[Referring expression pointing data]
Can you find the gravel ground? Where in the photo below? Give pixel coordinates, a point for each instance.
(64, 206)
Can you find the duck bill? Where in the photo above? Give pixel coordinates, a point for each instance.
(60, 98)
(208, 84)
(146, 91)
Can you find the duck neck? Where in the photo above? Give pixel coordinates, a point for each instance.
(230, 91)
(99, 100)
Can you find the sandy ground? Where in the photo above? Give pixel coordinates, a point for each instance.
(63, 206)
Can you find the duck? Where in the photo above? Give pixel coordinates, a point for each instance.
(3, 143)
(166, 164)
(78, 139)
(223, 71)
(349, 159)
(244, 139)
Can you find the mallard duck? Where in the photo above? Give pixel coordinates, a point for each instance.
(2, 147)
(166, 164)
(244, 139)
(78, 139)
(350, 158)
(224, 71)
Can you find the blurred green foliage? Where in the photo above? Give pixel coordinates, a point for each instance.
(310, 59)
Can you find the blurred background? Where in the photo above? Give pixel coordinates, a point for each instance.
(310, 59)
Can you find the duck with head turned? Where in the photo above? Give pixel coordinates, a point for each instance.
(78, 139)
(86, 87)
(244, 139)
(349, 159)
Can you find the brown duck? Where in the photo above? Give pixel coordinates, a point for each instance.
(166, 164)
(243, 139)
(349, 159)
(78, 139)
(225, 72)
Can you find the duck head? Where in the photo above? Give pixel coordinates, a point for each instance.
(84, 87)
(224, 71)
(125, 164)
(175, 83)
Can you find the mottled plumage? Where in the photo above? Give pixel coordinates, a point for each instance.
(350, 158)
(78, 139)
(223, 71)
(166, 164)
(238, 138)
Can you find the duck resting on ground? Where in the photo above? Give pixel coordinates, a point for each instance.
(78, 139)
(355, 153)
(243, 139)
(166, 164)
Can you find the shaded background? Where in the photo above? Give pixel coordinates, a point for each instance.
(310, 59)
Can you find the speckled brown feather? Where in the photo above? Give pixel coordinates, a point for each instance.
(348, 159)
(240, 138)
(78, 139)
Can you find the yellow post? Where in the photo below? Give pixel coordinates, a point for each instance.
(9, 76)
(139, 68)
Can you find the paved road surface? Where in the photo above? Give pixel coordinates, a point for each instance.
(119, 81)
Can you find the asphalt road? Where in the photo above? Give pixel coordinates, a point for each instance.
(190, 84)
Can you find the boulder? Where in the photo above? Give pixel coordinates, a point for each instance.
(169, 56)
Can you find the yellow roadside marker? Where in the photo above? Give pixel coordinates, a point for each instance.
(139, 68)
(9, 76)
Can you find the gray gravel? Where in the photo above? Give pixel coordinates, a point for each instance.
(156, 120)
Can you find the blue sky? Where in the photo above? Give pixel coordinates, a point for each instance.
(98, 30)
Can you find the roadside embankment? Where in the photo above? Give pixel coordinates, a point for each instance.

#### [Exercise prompt]
Each record must be output word for word.

#### [Result of this exercise]
Can you find the gravel ground? Where in the photo below? Give pixel coordinates, a point for each instance.
(64, 206)
Can you find the duck bill? Where in the photo above? Give pixel coordinates, a point for each instance.
(60, 98)
(208, 84)
(146, 91)
Can you find the duck neck? Where in the photo above? Give pixel coordinates, a point for each instance.
(230, 91)
(99, 100)
Can you find the sandy ground? Where in the photo above? Give pixel coordinates, a point for each instance.
(63, 206)
Can you find the duck? Where in the photo above? Give pixel coordinates, a point for each instance.
(3, 143)
(166, 164)
(78, 139)
(223, 71)
(349, 159)
(244, 139)
Can you find the mallard duck? Where in the photo above? Give pixel coordinates, a point for each instance.
(2, 147)
(166, 164)
(244, 139)
(78, 139)
(350, 158)
(224, 71)
Can you find the blurred green foliage? Where in the photo above? Give pixel coordinates, a point for each instance.
(310, 59)
Can you find the blurred background? Where in the photo above? Give pixel coordinates, a point for each instance.
(310, 59)
Can you find the duck with head turned? Where in the photo above? Give pixel coordinates, a point for each instance.
(78, 139)
(86, 87)
(244, 139)
(349, 159)
Can you find the brown duck? Where in the photo above? Give pixel coordinates, a point for each instance.
(166, 164)
(243, 139)
(349, 159)
(78, 139)
(225, 72)
Can you find the duck head? Where in the photo above? Give pixel coordinates, a point for each instance.
(84, 87)
(224, 71)
(125, 164)
(175, 83)
Can you find the mottled plumage? Where in the photo above? Give pixel coordinates, a point for each instance.
(350, 158)
(78, 139)
(223, 71)
(166, 164)
(238, 138)
Can you find the duck resting on ground? Where in the photo above? Give pixel coordinates, a point for each instance.
(78, 139)
(355, 153)
(243, 139)
(166, 164)
Can you find the shaded background? Where in the photo above? Give pixel coordinates, a point for each instance.
(310, 59)
Can you find the speckled brown feather? Where in the photo above? Give pixel coordinates, a point for each instance.
(348, 159)
(240, 138)
(78, 139)
Can you find the yellow post? Where in the photo below? Give pixel coordinates, a point for each instance.
(9, 76)
(139, 68)
Can you find the paved road surface? Where in the photo above? Give pixel coordinates, a point for each instance.
(119, 81)
Can you find the asphalt road? Where in the photo above? Give pixel coordinates, a point for each instance.
(190, 84)
Can you find the boulder? Where in the photo above? Give pixel coordinates, a point for each instance.
(169, 56)
Can you find the yellow roadside marker? Where in the photo above? Give pixel coordinates, a point for each instance.
(139, 68)
(9, 76)
Can you find the gray gravel? Where in the photo above? Give pixel coordinates, a point for each instance.
(156, 120)
Can you find the blue sky? Where in the photo above? Give pixel coordinates, a point for each instance.
(98, 30)
Can you find the roadside embankment? Where in the photo above? Give pixel coordinates, a point for each instance.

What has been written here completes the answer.